━━━━━ Input data

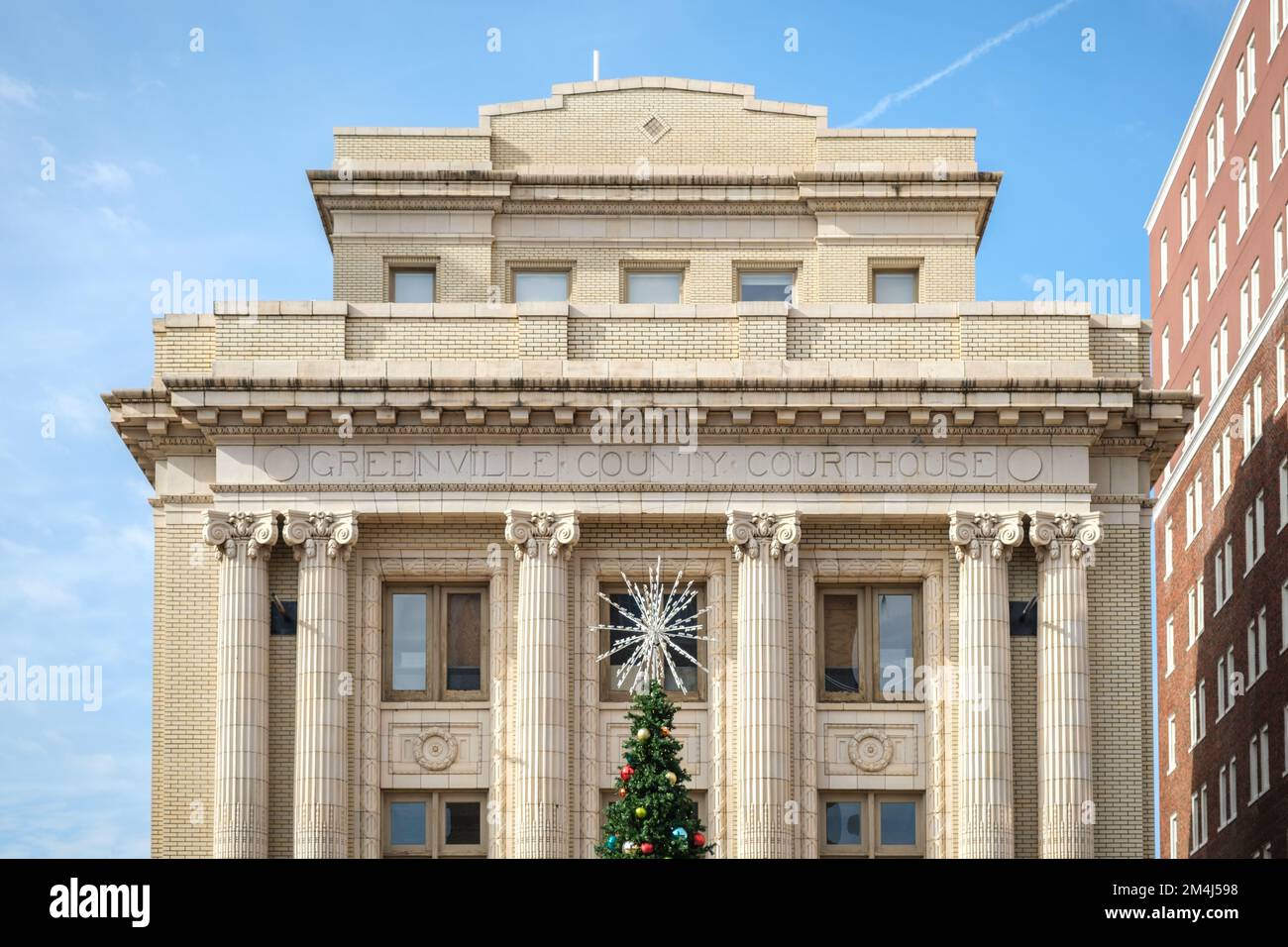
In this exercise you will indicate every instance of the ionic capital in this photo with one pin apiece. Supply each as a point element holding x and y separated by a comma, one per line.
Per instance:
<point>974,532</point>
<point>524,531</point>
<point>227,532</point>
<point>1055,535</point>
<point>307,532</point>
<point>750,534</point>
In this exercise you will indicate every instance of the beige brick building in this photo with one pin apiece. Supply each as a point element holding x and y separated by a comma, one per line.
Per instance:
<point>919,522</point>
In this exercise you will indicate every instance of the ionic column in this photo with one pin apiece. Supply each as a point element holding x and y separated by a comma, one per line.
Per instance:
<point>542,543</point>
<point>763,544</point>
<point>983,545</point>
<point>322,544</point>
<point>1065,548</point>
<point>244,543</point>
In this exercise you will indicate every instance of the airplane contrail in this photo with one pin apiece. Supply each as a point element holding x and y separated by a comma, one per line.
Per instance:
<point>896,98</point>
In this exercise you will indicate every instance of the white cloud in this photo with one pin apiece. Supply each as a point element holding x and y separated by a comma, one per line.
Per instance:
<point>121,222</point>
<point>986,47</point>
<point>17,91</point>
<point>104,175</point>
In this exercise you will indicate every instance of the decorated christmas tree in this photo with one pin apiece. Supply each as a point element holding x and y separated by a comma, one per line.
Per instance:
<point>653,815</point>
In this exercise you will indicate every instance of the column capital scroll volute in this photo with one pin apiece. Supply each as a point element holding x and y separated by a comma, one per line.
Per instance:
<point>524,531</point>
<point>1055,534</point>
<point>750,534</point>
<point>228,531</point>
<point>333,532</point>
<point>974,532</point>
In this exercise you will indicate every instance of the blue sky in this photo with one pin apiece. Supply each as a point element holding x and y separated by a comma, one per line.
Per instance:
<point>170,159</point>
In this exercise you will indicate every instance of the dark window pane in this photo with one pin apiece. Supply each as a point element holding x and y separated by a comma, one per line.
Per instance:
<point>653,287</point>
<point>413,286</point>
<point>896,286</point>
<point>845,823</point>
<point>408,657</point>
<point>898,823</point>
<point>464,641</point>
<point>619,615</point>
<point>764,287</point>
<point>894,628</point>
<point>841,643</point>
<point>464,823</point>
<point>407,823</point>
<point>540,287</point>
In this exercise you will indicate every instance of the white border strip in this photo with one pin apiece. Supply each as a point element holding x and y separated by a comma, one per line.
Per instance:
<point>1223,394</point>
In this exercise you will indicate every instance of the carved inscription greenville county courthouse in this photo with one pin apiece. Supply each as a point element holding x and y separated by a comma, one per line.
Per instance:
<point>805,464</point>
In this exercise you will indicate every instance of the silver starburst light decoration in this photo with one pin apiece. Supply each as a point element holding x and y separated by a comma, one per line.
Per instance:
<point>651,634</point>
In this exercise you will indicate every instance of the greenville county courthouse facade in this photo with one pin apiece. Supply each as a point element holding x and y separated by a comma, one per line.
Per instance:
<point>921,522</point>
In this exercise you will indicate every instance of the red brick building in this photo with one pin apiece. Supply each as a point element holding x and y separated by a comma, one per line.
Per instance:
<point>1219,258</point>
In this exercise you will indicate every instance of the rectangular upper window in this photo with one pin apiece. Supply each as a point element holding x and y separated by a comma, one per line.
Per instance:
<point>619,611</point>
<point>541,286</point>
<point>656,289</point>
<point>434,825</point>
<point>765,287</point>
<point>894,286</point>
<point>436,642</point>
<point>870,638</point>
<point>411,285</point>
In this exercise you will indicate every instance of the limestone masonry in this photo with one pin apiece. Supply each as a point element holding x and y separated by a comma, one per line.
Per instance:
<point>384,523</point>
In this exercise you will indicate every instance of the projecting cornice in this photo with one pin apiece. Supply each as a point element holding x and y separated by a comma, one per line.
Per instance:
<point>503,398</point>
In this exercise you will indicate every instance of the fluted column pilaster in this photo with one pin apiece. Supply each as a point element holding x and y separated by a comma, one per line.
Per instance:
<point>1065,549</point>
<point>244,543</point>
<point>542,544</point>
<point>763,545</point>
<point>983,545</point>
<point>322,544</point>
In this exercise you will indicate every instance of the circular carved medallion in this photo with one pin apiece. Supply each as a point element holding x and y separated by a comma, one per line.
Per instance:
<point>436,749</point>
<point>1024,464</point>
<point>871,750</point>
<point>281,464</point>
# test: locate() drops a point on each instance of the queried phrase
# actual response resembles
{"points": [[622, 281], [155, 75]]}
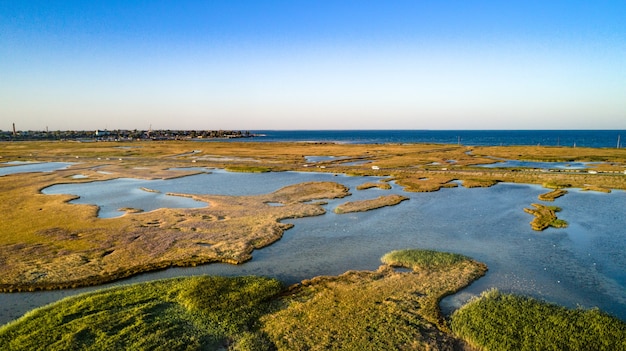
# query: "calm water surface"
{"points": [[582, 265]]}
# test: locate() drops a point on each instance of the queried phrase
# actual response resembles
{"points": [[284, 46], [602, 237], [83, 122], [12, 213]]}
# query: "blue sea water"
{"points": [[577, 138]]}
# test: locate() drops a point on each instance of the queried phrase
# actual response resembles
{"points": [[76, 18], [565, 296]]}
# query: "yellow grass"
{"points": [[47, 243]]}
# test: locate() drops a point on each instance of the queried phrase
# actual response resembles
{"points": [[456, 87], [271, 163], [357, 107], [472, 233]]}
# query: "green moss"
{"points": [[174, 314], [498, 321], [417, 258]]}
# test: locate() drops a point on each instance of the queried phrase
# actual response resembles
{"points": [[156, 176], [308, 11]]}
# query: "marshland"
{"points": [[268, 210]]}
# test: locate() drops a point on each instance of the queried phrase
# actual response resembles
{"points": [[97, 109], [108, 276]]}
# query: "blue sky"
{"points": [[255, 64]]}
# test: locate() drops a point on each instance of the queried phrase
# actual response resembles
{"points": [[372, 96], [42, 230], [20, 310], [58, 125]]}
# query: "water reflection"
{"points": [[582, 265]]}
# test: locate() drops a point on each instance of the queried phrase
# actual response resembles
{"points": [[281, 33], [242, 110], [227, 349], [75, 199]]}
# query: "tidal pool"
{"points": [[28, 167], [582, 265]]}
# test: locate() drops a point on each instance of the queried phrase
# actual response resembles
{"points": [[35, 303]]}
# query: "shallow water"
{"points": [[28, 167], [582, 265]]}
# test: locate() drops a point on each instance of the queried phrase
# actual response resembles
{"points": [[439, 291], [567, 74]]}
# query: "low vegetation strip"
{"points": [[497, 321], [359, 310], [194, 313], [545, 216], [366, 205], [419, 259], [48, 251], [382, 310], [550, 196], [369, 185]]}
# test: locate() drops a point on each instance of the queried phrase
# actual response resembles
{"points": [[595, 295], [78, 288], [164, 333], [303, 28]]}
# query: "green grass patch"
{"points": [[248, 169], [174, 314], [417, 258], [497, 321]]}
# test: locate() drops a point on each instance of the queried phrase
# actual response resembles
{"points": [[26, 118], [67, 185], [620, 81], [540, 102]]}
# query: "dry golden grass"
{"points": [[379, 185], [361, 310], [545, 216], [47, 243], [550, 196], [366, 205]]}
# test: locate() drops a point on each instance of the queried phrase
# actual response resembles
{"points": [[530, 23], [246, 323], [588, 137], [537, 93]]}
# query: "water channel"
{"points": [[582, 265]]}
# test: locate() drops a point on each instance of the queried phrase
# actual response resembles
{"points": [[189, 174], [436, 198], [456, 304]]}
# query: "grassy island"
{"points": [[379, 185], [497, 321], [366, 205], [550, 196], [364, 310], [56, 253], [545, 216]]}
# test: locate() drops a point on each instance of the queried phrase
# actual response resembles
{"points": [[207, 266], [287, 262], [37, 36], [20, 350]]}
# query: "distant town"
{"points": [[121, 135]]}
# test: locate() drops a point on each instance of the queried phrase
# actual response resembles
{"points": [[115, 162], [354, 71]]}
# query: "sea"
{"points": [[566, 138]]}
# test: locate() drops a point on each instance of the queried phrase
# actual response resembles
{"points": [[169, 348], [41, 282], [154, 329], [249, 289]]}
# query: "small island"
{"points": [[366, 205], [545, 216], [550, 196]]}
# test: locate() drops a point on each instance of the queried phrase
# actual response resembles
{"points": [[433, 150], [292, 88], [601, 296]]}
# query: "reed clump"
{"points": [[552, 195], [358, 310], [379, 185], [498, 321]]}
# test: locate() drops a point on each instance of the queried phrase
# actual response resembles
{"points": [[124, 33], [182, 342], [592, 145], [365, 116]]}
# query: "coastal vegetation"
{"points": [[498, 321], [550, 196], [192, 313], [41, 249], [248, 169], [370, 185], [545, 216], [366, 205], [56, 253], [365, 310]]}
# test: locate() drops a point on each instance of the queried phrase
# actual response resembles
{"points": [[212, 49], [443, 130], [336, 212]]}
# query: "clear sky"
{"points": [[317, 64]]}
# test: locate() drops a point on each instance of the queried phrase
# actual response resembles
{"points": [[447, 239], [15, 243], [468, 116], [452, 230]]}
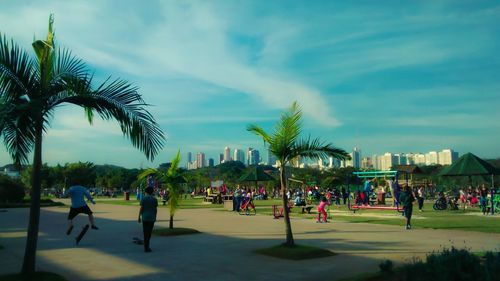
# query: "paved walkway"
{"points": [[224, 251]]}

━━━━━━━━━━
━━━━━ Input data

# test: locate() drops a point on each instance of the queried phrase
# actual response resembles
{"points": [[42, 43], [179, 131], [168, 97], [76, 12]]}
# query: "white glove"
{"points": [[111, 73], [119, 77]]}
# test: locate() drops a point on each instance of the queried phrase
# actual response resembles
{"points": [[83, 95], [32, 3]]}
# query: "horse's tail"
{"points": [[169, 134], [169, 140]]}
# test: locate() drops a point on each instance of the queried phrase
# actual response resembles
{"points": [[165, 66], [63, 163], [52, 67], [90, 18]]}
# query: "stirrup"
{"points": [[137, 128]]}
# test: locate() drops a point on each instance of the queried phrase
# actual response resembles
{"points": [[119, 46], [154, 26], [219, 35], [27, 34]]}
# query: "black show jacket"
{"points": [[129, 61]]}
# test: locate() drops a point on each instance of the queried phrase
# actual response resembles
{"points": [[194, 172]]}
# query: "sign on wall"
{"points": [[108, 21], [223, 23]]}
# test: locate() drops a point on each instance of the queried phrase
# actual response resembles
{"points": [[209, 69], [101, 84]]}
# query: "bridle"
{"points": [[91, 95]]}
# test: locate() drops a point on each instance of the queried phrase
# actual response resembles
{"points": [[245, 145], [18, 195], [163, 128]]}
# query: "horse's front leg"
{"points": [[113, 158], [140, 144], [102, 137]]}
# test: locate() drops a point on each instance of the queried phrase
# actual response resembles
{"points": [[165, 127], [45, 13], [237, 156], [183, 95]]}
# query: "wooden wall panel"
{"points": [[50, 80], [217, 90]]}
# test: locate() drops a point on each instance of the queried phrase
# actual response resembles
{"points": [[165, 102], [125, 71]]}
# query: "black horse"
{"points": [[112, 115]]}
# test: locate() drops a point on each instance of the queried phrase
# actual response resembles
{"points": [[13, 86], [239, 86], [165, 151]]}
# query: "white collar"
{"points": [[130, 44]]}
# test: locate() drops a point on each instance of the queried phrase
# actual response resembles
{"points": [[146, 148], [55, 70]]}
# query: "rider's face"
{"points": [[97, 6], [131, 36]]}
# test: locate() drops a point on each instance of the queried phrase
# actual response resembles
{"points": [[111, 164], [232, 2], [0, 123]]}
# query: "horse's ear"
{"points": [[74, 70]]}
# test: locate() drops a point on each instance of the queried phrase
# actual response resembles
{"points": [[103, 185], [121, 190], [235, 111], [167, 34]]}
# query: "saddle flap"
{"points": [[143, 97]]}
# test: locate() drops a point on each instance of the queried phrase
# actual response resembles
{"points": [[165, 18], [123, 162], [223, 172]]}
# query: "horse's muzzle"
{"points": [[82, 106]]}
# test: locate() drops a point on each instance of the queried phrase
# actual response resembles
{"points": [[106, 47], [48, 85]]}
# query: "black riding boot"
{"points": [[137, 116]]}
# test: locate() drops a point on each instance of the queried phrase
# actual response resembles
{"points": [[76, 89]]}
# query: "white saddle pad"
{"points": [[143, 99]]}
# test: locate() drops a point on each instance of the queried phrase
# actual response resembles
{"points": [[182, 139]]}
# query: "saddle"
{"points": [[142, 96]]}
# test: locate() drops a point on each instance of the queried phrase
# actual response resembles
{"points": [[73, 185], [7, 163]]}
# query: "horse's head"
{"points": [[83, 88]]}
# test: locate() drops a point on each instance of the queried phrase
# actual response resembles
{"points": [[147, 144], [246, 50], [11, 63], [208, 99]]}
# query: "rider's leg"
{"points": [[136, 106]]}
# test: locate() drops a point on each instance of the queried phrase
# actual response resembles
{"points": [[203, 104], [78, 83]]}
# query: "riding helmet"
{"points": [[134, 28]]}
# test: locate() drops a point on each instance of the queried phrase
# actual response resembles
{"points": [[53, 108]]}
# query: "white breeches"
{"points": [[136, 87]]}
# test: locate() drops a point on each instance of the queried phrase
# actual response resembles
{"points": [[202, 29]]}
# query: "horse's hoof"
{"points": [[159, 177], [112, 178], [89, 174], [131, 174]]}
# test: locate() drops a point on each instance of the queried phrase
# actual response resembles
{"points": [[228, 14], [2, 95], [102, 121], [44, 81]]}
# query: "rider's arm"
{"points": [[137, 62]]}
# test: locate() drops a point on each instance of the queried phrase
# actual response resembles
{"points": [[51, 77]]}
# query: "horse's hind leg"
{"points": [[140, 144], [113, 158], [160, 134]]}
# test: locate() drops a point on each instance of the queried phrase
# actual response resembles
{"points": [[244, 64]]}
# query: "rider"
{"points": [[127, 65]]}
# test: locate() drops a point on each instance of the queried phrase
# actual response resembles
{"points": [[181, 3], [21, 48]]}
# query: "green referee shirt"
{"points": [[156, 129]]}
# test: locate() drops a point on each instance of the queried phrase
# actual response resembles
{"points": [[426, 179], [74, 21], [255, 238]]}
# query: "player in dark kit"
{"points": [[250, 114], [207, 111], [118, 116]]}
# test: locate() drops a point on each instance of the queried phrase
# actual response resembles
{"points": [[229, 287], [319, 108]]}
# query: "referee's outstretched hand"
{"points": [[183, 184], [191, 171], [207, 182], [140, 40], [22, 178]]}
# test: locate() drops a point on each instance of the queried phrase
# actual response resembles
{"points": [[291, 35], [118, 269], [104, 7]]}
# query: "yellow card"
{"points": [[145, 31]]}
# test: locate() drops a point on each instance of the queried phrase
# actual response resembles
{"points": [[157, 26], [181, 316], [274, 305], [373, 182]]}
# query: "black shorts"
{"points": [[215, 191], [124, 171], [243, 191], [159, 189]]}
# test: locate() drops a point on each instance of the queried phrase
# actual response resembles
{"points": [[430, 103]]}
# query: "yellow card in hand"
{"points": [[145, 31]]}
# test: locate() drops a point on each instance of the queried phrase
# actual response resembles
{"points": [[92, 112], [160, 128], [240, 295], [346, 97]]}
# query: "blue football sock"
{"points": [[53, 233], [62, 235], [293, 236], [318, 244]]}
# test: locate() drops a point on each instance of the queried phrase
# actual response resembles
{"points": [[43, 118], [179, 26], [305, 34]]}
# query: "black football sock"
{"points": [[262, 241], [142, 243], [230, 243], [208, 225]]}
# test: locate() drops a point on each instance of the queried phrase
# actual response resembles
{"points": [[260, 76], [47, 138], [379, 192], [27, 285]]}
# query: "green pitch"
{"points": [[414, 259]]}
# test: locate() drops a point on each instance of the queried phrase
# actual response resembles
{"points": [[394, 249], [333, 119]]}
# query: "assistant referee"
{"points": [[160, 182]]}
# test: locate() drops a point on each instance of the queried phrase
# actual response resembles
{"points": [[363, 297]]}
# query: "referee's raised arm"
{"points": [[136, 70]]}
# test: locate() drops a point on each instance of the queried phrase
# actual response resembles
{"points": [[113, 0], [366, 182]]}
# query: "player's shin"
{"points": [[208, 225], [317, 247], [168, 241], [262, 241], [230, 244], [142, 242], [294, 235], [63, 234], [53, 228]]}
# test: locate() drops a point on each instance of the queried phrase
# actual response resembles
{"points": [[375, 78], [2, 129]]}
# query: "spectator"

━━━━━━━━━━

Goal of the exercise
This exercise needs every line of the listing that contains the word "courthouse".

Exercise response
In this exercise you will indicate every instance of the carved inscription greenville county courthouse in this photo with one pin apiece. Supply each as a point element holding x and y separated by a comma, one per line.
In this exercise you will indicate every instance of the greenville county courthouse facade in this photo with one pin apiece. Supply each as a point element holding x and y separated by a comma, one per line.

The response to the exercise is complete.